Directions for this task >>
Reproduce verbatim the item lines beginning with the one containing "mountain, it would be much appreciated." and running through the one containing "M651 86L605 92L547", inclusive of both, and output nothing else.

========================================

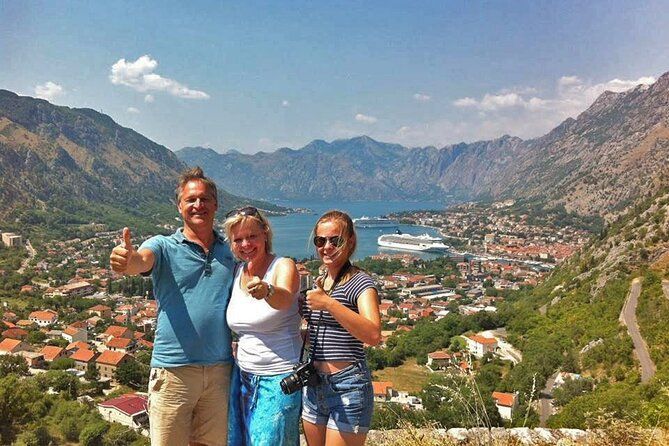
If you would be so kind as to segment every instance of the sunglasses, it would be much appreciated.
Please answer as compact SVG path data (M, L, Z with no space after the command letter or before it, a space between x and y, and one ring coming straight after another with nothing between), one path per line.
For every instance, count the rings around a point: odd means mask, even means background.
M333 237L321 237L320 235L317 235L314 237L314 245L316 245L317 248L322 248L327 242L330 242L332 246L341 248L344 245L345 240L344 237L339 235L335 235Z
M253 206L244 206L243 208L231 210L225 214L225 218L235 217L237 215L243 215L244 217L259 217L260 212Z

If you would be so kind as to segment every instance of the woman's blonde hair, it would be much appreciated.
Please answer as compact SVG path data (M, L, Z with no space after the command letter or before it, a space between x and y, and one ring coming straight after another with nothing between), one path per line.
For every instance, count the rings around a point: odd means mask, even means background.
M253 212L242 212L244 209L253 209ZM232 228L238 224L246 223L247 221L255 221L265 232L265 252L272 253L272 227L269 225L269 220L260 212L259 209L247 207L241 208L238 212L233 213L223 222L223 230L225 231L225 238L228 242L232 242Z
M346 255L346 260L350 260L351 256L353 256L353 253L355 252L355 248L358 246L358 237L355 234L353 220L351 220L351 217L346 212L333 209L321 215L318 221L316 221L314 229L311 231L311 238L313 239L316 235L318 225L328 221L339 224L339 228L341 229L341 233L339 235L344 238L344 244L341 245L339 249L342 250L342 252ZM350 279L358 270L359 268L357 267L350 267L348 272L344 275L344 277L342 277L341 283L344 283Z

========================================

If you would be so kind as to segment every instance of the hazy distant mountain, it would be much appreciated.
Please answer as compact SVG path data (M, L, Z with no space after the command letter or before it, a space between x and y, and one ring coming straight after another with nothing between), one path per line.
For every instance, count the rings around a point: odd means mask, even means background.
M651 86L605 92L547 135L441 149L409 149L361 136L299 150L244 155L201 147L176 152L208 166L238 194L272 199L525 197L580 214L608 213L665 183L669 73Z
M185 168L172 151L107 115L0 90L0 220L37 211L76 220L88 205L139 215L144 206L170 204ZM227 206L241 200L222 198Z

========================================

Exercise solution >>
If you would be so kind as to segment every instance of the hazy distant mountain, it would be much appreciated.
Please answer as compact SVG path data (M, L, Z with no space after the command letter or before it, a space between x and y, and one ring coming straight after another with nothing between), one path per line.
For every instance, count the rings around a point: odd means mask, even means background.
M651 86L605 92L547 135L441 149L409 149L361 136L299 150L244 155L201 147L176 152L208 166L238 194L272 199L525 197L580 214L608 213L665 183L669 73Z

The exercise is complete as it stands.